• _FUENTE_
•••

De 2012 a 2017, trabajé como operador de misiles nucleares en la Fuerza Aérea de Estados Unidos. Tenía 22 años cuando empecé. Cada vez que bajaba al silo de misiles, tenía que estar preparado para lanzar, de un momento a otro, un arma nuclear que podría borrar de la faz de la tierra una ciudad del tamaño de Nueva York.
En la enorme puerta blindada del centro de control de lanzamiento, alguien había pintado un mural con el logotipo de la pizzería Domino's con una leyenda macabra debajo: “Entrega en todo el mundo en 30 minutos o menos, o la siguiente es gratis”.
Desde que Rusia invadió Ucrania, he escuchado más discusiones sobre la guerra nuclear que durante los nueve años en que llevé el uniforme de la Fuerza Aérea. Me alegro de que la gente esté hablando, por fin, de la amenaza existencial que suponen las armas nucleares. Ha habido más “casi accidentes” de los que el mundo conoce.
El ejemplo de Greg Devlin
Greg Devlin era un aviador asignado a un equipo de misiles balísticos intercontinentales (ICBM, por sus siglas en inglés) en Arkansas, en 1980. Una noche advirtió una fuga en el tanque de combustible del misil. A un joven aviador que trabajaba en un tubo de lanzamiento de un ICBM se le había caído accidentalmente un enchufe de su caja de herramientas. El enchufe cayó por el silo, rebotó y perforó un tanque de combustible de primera etapa. El combustible líquido del misil explotó. Devlin salió disparado 18 metros por una carretera asfaltada y vio una enorme bola de fuego elevarse en lo alto.
El ICBM tenía una ojiva nuclear de nueve megatones, la más potente en la historia de Estados Unidos. Cuando el misil explotó, la cabeza nuclear salió despedida hacia el bosque y desapareció en la noche.

•••

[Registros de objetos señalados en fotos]
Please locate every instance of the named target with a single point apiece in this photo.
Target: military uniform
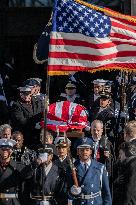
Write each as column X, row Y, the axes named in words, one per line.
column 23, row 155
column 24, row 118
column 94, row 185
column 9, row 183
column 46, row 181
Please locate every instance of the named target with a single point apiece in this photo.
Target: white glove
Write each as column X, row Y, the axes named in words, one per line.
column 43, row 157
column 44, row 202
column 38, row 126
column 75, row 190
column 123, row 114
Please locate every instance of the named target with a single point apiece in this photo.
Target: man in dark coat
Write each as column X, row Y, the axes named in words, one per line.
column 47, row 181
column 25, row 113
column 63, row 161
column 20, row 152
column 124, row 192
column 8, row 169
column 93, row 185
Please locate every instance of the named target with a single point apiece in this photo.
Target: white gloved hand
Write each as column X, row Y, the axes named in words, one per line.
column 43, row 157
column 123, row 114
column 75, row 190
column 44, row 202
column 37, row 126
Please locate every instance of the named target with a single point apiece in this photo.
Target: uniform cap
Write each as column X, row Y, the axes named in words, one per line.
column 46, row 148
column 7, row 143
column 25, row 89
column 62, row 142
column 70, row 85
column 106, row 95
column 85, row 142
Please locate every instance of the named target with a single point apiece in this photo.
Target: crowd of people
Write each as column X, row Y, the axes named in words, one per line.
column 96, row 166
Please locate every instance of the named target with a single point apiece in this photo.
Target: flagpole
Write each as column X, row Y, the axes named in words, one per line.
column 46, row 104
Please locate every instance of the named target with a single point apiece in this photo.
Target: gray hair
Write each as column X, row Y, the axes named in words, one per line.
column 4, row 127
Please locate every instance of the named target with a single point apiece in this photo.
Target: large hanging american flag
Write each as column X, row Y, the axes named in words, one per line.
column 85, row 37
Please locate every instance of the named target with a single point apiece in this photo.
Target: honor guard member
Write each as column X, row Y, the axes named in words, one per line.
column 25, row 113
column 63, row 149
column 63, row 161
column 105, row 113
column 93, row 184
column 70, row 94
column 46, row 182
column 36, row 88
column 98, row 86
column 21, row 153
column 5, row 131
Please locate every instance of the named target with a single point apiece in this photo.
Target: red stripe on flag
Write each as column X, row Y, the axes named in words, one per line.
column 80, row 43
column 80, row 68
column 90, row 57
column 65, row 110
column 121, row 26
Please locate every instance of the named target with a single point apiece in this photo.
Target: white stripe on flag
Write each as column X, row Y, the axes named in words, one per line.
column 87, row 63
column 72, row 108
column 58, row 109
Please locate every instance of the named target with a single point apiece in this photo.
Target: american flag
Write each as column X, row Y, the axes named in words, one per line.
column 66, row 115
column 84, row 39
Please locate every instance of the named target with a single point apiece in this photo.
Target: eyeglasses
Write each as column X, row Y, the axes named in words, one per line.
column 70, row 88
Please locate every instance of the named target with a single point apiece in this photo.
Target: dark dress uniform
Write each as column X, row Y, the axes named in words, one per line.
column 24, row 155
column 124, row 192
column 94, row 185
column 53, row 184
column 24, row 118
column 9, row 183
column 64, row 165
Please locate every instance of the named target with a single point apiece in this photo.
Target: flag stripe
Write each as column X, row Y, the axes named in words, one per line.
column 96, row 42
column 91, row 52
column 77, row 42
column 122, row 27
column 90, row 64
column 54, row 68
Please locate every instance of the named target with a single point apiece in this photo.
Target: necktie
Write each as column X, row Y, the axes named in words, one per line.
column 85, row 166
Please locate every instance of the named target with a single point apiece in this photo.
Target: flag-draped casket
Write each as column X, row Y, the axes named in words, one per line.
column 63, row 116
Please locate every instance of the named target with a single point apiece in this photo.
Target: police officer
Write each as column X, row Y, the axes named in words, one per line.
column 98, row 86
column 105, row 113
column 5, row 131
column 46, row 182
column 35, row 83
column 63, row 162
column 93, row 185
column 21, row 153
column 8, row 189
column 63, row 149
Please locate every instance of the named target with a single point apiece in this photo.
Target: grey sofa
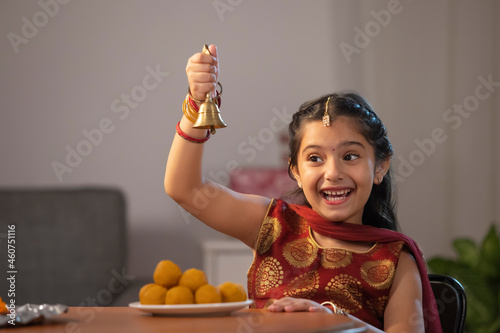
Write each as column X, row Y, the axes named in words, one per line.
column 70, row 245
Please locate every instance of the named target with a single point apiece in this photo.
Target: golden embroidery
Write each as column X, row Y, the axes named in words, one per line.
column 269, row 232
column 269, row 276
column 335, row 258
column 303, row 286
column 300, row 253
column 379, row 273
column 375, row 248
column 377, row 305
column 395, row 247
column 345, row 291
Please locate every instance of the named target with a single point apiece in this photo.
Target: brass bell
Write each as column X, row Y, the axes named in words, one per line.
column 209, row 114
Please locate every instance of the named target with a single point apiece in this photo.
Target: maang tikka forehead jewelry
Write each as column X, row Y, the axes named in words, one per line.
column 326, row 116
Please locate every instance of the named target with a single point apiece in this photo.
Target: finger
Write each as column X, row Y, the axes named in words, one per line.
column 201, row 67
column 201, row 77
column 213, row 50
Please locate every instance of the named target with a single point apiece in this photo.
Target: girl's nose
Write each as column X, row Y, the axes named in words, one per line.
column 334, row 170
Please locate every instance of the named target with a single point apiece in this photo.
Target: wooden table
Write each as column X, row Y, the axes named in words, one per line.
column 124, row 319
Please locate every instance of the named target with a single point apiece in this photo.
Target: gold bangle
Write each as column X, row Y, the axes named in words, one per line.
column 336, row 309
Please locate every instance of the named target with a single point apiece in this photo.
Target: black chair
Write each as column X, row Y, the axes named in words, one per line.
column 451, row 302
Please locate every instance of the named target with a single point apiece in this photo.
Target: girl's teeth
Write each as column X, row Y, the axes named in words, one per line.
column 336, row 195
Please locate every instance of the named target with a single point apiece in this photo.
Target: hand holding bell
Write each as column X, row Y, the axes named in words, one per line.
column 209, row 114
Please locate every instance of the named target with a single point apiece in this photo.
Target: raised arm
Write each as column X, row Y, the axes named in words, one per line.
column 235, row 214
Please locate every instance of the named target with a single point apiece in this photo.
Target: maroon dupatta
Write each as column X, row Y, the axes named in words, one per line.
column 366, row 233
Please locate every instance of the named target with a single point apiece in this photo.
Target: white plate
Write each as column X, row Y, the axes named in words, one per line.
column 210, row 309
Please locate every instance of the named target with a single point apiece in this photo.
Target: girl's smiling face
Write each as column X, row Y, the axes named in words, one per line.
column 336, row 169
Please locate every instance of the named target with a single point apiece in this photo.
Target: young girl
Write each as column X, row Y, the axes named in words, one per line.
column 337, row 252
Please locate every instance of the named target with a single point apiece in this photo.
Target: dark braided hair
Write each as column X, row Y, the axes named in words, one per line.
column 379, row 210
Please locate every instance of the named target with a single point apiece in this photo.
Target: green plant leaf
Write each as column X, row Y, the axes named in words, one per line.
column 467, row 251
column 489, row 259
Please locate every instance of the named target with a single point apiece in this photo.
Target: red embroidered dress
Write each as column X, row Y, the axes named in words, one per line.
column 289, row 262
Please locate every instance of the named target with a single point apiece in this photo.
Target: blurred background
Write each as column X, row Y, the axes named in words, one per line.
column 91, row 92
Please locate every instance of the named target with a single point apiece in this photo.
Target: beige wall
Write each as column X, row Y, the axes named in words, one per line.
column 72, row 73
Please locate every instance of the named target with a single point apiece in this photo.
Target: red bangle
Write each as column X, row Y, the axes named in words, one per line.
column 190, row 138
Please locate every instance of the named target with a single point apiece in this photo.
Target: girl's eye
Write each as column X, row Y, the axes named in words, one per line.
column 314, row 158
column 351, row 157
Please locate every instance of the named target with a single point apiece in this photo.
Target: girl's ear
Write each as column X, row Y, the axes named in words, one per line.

•••

• _QUÉ SE PIDE_
Según la fuente, ¿qué objeto se le cayó accidentalmente al joven aviador y perforó el tanque de combustible del misil? Responde, por favor, en pocas palabras.

• _SOLUCIÓN_
Un enchufe de su caja de herramientas.